— BEGIN Data for this exercise —

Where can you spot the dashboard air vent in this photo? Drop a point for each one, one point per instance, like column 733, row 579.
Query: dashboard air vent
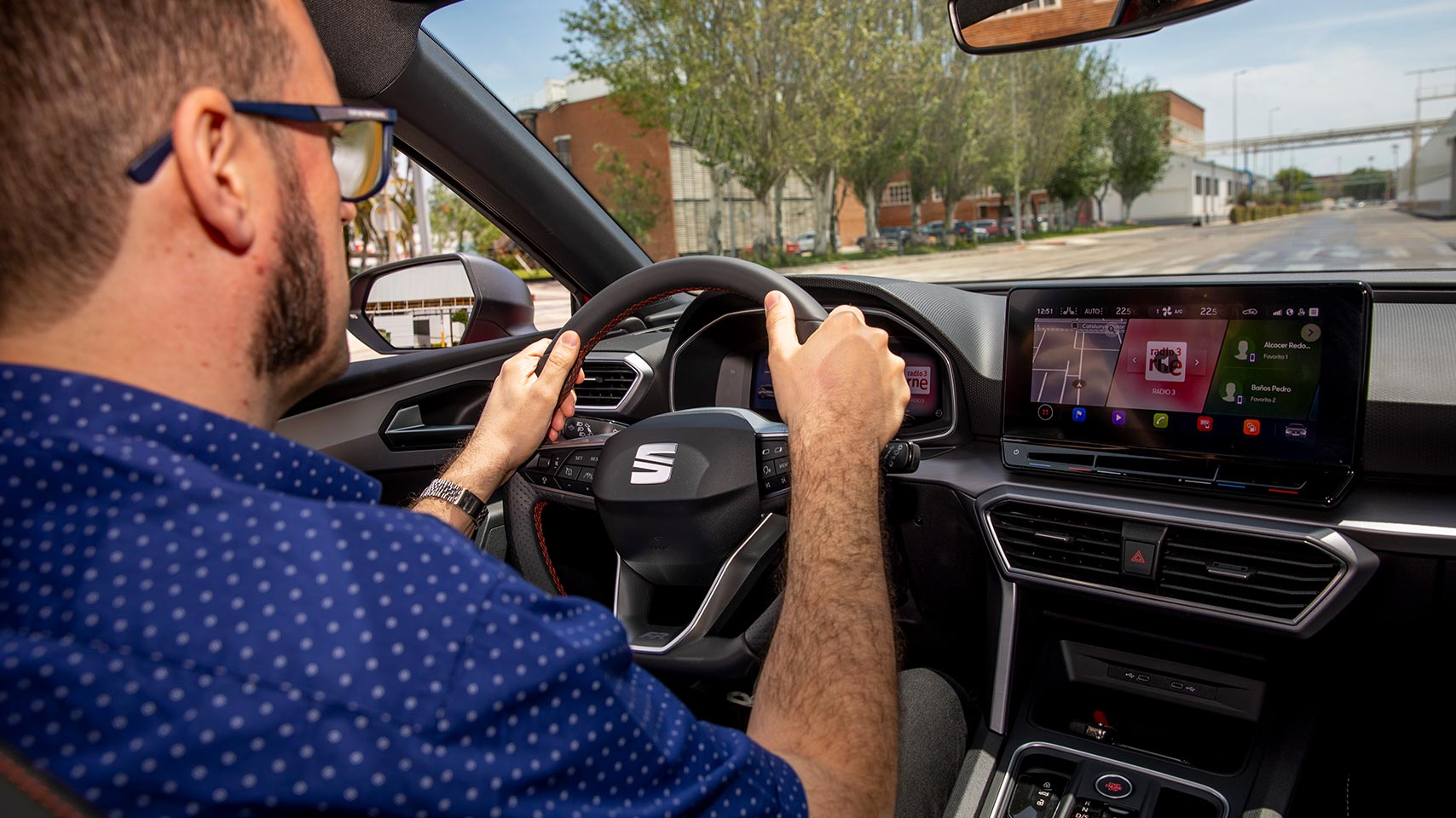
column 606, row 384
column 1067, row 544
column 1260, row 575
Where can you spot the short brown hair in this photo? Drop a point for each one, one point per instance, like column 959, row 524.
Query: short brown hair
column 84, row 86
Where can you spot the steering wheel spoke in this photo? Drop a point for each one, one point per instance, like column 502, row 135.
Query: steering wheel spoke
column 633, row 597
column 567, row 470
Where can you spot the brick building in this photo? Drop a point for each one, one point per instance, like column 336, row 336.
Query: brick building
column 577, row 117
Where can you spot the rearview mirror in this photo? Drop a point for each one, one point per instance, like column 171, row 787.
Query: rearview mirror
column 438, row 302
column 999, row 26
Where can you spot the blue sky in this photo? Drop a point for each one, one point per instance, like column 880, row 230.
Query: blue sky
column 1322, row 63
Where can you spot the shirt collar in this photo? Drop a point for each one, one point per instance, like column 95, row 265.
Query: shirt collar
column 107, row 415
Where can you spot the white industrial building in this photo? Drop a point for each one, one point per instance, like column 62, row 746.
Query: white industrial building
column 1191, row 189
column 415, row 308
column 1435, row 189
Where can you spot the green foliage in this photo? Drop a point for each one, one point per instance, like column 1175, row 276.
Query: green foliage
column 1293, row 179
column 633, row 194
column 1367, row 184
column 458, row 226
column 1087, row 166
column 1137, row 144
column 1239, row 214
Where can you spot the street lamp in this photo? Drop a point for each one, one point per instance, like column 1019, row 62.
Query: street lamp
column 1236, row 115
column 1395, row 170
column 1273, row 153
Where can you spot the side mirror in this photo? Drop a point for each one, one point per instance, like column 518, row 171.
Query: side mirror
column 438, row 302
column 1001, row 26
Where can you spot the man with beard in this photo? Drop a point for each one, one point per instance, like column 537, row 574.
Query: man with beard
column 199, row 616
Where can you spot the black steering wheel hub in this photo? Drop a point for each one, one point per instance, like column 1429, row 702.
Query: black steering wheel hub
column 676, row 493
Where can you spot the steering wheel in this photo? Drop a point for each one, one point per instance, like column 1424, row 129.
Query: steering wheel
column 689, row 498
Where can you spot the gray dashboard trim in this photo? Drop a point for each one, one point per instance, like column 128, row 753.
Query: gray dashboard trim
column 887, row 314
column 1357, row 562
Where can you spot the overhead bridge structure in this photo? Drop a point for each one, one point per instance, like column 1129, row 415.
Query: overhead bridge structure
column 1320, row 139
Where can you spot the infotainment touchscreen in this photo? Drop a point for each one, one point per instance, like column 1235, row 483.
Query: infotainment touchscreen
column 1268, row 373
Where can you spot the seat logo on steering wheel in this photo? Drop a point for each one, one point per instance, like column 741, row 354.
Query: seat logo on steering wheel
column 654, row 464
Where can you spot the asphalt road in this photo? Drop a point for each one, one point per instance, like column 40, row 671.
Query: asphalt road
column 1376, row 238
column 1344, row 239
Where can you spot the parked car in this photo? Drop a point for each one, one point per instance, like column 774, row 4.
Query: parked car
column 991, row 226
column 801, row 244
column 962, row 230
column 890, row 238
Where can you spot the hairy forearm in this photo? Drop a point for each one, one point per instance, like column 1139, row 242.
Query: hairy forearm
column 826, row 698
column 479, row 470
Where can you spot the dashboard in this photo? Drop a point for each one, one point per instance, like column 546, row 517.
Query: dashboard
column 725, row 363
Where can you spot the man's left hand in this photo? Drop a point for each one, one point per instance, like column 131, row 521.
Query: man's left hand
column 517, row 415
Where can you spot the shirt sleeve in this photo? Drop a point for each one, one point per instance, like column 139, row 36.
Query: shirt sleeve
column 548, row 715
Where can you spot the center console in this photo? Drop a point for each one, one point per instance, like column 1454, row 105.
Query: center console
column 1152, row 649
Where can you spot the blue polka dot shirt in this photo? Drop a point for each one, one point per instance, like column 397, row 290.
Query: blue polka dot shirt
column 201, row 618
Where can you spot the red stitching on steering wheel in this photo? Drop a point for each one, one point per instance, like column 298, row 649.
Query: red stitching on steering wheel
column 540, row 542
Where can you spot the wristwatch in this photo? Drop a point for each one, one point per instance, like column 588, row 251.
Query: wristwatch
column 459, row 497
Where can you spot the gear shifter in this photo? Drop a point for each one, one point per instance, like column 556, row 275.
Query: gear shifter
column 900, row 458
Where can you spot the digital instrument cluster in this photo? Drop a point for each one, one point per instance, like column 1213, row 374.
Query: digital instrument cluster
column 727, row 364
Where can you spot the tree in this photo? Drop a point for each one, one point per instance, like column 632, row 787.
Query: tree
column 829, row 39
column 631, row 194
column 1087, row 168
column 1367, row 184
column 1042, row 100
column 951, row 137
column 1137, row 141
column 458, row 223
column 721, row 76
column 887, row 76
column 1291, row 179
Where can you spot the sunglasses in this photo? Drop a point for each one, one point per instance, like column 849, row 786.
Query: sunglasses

— END Data for this exercise —

Goal of the exercise: Reproduce every row above word for word, omitting the pictures.

Task result:
Where can you spot the dashboard air vent in this photo? Drop a point for each one, one point per instance, like column 733, row 579.
Query: dashboard air vent
column 606, row 384
column 1067, row 544
column 1260, row 575
Where can you spot the short brown hair in this photo? Drop a point for each one, one point per instance, like column 959, row 524.
Query: short brown hair
column 84, row 86
Where can you spot the steering wheel spoke in this photo? Drop a point for each one, one point per instance, like column 502, row 135.
Query: steering wheel spoke
column 633, row 597
column 567, row 470
Where can you spot the brick building in this photo? Drop a point for each one, one point per instance, like column 336, row 336.
Query: brick building
column 577, row 117
Where can you spot the rearview mirror in this photo? Drop a point for each one, one point per instance, like column 171, row 787.
Query: rearview mirror
column 438, row 302
column 999, row 26
Where can you spot the blue sky in this photo? Drop a point for each one, one point per instance, like column 880, row 230.
Query: blue sky
column 1322, row 63
Where can you spot the shirt collar in this photo? Drop a point for each one, one point per instance, like column 95, row 265.
Query: shirt collar
column 107, row 415
Where can you spot the white industrial building in this photo? Drop a point for each one, one point per instance, like column 62, row 746.
Query: white industrial building
column 1191, row 189
column 415, row 308
column 1435, row 189
Where can you spot the green foliage in this photo? Drop a point for each one, one point per instance, like column 1175, row 276.
Query: green foliage
column 1293, row 179
column 633, row 194
column 1367, row 184
column 458, row 226
column 1087, row 166
column 1137, row 144
column 1239, row 214
Where can you spot the street lamp in this photo? Drop a point for each one, one point per instance, like column 1019, row 62.
Query: street lamp
column 1236, row 115
column 1395, row 170
column 1273, row 153
Where can you spot the side mirror in this photo? Drop a point for each one, one point per instance, like column 518, row 171.
Query: side mirror
column 438, row 302
column 1001, row 26
Where can you spot the man with beard in this photo? Drop a point for each one, one point per instance, like column 537, row 574.
Query: man with beard
column 199, row 616
Where can you spot the black steering wheel hub in this photo? Drop a point for each one, one point per instance, like column 1429, row 702.
Query: black steering wheel hub
column 676, row 493
Where can you spot the steering wheel in this photo? Drop a point for each one, one point per instance, like column 1424, row 129.
Query: steering wheel
column 689, row 498
Where can you spot the gray dashboard trim in this photo? Drop a point for each one, one point per instance, like column 128, row 753.
Query: gray dashboard trim
column 887, row 314
column 1357, row 562
Where can you spot the overhead bridge structure in this photo? Drop a point for each one, one point per instance, like column 1129, row 415.
Query: overhead bridge structure
column 1320, row 139
Where can you spot the infotainment touchscreen in this photo? Drop a point for each one, one point per instance, like column 1235, row 483.
Query: infotainment touchscreen
column 1268, row 373
Where can you spot the seat logo on steering wheel in this photo? Drop a point for each one, one point per instance, like column 741, row 354.
Query: seat logo on steering wheel
column 654, row 464
Where can you spot the asphalt road in this photo? Drop a point for each one, one point per instance, like column 40, row 671.
Query: asphalt road
column 1376, row 238
column 1344, row 239
Where can you spot the parked car in this photo? Drop a point for each one, one point per instance, like column 774, row 4.
Query: parked car
column 991, row 226
column 801, row 244
column 962, row 230
column 890, row 238
Where can you spot the hairy forearm in this photo? Drop a point for each one, one point per instance, like column 1139, row 242.
Query: hairy forearm
column 826, row 698
column 479, row 470
Where can you spot the dashboard in this photo? Drop a point for each one, one point per instance, like column 546, row 517.
Query: dashboard
column 725, row 363
Where can you spot the man's left hand in this photo? Drop a point for each one, one point per instance, like column 131, row 521.
Query: man's left hand
column 517, row 415
Where can you spot the shirt sleeve in this photo? Drop a point for each one, one point per instance, like column 139, row 36.
Query: shirt sleeve
column 548, row 715
Where can you spot the center console in this photo? Drop a point for each one, one point per instance, like column 1454, row 105.
Query: center console
column 1152, row 649
Where can you spot the blue polka dot shirt in this photo? Drop a point for each one, one point per instance, like column 397, row 290.
Query: blue polka dot shirt
column 201, row 618
Where can you spot the red stitching on steering wheel in this photo? Drop a point for each one, one point per instance, like column 298, row 649.
Query: red stitching on steering wheel
column 540, row 542
Where can you spot the wristwatch in this photo? Drop a point for each one, one point per instance, like column 588, row 251.
Query: wristwatch
column 459, row 497
Where can you spot the gear shifter in this photo? Drop a point for each one, one point per instance, like column 556, row 275.
Query: gear shifter
column 900, row 458
Where can you spot the digital instrument cluster in this photo? Drop a point for each one, one point per instance, like column 1213, row 374.
Query: digital instrument cluster
column 727, row 364
Where can you spot the tree in this photo? Drop a point for each one, one point per instance, like column 632, row 787.
Query: tree
column 829, row 39
column 631, row 194
column 1087, row 168
column 1367, row 184
column 1042, row 100
column 951, row 137
column 1137, row 141
column 458, row 223
column 721, row 76
column 887, row 76
column 1291, row 179
Where can you spot the sunglasses in this photo? Drop a point for each one, one point per instance, like column 849, row 786.
Query: sunglasses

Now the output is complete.